INSTRUCTIONS FOR THE TASK
Reproduce each of the following rows verbatim, with every character unchanged.

GIVEN INFORMATION
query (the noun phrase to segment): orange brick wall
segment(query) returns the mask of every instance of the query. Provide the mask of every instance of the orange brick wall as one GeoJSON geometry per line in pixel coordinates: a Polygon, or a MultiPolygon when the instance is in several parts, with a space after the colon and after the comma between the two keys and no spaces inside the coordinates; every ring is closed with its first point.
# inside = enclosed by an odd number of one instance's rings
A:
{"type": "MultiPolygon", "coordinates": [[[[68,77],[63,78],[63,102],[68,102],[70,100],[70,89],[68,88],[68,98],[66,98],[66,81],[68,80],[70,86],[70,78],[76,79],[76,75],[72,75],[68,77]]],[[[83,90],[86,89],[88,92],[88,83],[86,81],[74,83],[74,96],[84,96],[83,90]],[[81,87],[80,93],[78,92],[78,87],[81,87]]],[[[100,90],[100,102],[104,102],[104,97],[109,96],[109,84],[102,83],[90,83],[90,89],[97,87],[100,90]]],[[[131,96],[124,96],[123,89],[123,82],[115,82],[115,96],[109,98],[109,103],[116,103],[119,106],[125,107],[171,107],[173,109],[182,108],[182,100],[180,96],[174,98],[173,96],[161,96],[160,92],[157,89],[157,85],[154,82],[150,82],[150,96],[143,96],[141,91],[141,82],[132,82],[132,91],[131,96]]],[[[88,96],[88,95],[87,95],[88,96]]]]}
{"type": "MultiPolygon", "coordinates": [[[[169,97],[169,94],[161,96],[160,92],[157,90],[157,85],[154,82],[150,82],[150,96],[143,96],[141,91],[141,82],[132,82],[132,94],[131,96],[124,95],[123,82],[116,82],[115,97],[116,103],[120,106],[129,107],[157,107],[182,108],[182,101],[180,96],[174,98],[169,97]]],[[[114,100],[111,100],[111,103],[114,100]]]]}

RESPONSE FOR THIS EXERCISE
query (the noun phrase to segment): orange brick wall
segment(query) returns the mask of every instance of the query. Provide the mask of every instance of the orange brick wall as one GeoJSON geometry per line in pixel coordinates: a Polygon, or a MultiPolygon when the instance is in several parts, with a space after the colon and after the comma between the two keys and no spaces inside the coordinates; every ring is closed with its first point.
# inside = enclosed by an odd number of one instance's rings
A:
{"type": "MultiPolygon", "coordinates": [[[[68,77],[63,78],[63,102],[68,102],[70,100],[70,89],[68,88],[68,98],[66,98],[66,81],[68,80],[70,86],[70,78],[76,79],[76,75],[72,75],[68,77]]],[[[83,90],[86,89],[88,92],[88,83],[86,81],[74,83],[74,96],[84,96],[83,90]],[[81,87],[80,93],[78,92],[78,87],[81,87]]],[[[100,90],[100,102],[104,102],[104,97],[109,96],[109,84],[102,83],[90,83],[90,89],[97,87],[100,90]]],[[[131,96],[124,96],[123,89],[123,82],[115,82],[115,96],[109,98],[109,103],[116,103],[119,106],[125,107],[171,107],[173,109],[182,108],[182,100],[180,96],[174,98],[173,96],[161,96],[160,92],[157,89],[157,85],[154,82],[150,82],[150,96],[143,96],[141,91],[141,82],[132,82],[132,91],[131,96]]],[[[88,96],[88,95],[87,95],[88,96]]]]}
{"type": "MultiPolygon", "coordinates": [[[[169,97],[169,94],[161,96],[160,92],[157,90],[157,85],[154,82],[150,82],[150,96],[143,96],[141,91],[141,82],[132,82],[132,94],[131,96],[124,95],[123,82],[116,82],[115,97],[116,103],[120,106],[129,107],[157,107],[182,108],[182,101],[180,96],[174,98],[169,97]]],[[[114,100],[111,100],[111,103],[114,100]]]]}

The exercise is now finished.